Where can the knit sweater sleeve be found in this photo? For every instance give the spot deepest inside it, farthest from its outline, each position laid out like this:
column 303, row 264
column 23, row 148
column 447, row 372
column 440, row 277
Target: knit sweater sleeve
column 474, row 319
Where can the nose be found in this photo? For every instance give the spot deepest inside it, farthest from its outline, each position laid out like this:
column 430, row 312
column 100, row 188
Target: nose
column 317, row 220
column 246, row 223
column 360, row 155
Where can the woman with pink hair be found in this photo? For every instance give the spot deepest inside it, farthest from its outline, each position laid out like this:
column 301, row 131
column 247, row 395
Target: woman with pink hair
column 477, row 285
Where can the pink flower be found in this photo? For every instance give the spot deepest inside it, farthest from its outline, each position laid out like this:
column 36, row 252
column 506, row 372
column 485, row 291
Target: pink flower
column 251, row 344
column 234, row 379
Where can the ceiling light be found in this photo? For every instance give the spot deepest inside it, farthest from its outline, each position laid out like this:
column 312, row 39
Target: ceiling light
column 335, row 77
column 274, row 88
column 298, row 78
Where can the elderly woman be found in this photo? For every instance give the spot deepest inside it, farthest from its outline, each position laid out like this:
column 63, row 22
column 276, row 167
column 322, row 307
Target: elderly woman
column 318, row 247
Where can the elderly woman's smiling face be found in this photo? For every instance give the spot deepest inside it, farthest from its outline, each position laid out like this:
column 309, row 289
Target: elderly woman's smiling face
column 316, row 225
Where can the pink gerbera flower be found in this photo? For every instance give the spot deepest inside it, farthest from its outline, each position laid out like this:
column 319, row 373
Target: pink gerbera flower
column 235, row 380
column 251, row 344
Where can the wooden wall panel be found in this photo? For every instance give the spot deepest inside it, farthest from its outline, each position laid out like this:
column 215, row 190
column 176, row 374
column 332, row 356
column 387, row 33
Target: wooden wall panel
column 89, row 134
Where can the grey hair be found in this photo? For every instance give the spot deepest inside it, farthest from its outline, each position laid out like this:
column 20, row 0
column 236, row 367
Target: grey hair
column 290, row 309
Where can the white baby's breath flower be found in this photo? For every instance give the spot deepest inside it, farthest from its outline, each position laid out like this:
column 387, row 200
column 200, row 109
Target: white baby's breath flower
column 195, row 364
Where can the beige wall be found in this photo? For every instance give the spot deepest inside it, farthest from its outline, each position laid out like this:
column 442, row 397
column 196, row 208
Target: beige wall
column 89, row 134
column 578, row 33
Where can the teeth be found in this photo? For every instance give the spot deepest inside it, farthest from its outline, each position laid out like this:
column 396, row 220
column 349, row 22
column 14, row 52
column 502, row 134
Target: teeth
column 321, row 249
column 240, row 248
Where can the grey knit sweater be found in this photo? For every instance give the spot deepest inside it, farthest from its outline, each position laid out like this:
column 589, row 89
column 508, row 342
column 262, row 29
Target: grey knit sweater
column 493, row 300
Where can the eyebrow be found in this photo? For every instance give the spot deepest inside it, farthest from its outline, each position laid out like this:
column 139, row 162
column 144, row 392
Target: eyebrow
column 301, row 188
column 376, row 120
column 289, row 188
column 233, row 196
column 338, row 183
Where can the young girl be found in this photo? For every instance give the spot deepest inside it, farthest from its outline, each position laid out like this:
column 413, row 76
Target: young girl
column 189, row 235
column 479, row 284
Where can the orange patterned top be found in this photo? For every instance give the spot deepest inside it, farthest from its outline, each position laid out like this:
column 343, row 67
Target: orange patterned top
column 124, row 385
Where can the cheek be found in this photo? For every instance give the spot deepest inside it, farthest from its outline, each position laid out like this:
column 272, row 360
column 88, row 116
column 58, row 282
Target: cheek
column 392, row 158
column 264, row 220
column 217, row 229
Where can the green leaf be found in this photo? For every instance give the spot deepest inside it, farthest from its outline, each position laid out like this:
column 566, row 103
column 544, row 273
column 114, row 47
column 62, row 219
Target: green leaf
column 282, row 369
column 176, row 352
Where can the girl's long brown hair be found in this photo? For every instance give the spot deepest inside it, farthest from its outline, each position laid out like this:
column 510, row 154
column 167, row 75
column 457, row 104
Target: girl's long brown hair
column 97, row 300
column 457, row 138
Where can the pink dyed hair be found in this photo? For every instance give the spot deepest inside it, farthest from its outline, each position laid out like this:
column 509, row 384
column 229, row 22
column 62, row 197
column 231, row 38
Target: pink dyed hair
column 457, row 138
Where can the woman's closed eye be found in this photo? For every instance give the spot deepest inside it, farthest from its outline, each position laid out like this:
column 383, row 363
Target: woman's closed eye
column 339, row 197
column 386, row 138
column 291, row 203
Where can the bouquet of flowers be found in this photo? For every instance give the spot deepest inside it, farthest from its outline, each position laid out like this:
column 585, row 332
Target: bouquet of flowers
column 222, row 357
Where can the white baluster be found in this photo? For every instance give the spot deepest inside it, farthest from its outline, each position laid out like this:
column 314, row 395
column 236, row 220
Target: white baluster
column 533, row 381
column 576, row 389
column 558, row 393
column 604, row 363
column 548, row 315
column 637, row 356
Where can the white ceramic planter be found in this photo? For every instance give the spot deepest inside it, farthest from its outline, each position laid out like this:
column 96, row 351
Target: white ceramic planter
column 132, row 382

------------------------------------------------------------------------

*OBJECTIVE*
Copy out everything from the beginning of the records down through the line containing "column 298, row 78", including that line, character for character.

*EXERCISE SOLUTION*
Where can the knit sweater sleeve be found in this photo? For every instance give the spot deepest inside it, farthest from its outline, each position laid out like this:
column 303, row 264
column 23, row 148
column 447, row 372
column 440, row 277
Target: knit sweater sleeve
column 474, row 319
Where can the nose be found in this photo? For every instance give the spot deepest inside it, farthest from its outline, each position laid out like this:
column 430, row 312
column 100, row 188
Target: nose
column 317, row 220
column 246, row 223
column 360, row 155
Where can the woman with pink hair be found in this photo? For every instance give the spot deepest inside it, farthest from its outline, each position laid out like this:
column 301, row 131
column 247, row 395
Target: woman with pink hair
column 477, row 285
Where can the pink flower be found in this photo? For every instance give the spot deepest inside it, farthest from its outline, each position laid out like this:
column 36, row 252
column 506, row 372
column 485, row 291
Target: pink flower
column 251, row 344
column 234, row 379
Where can the ceiling light be found in this photo? For every instance give the spot deepest inside it, farthest from its outline, each position laid out like this:
column 312, row 39
Target: ceiling light
column 335, row 77
column 274, row 88
column 298, row 78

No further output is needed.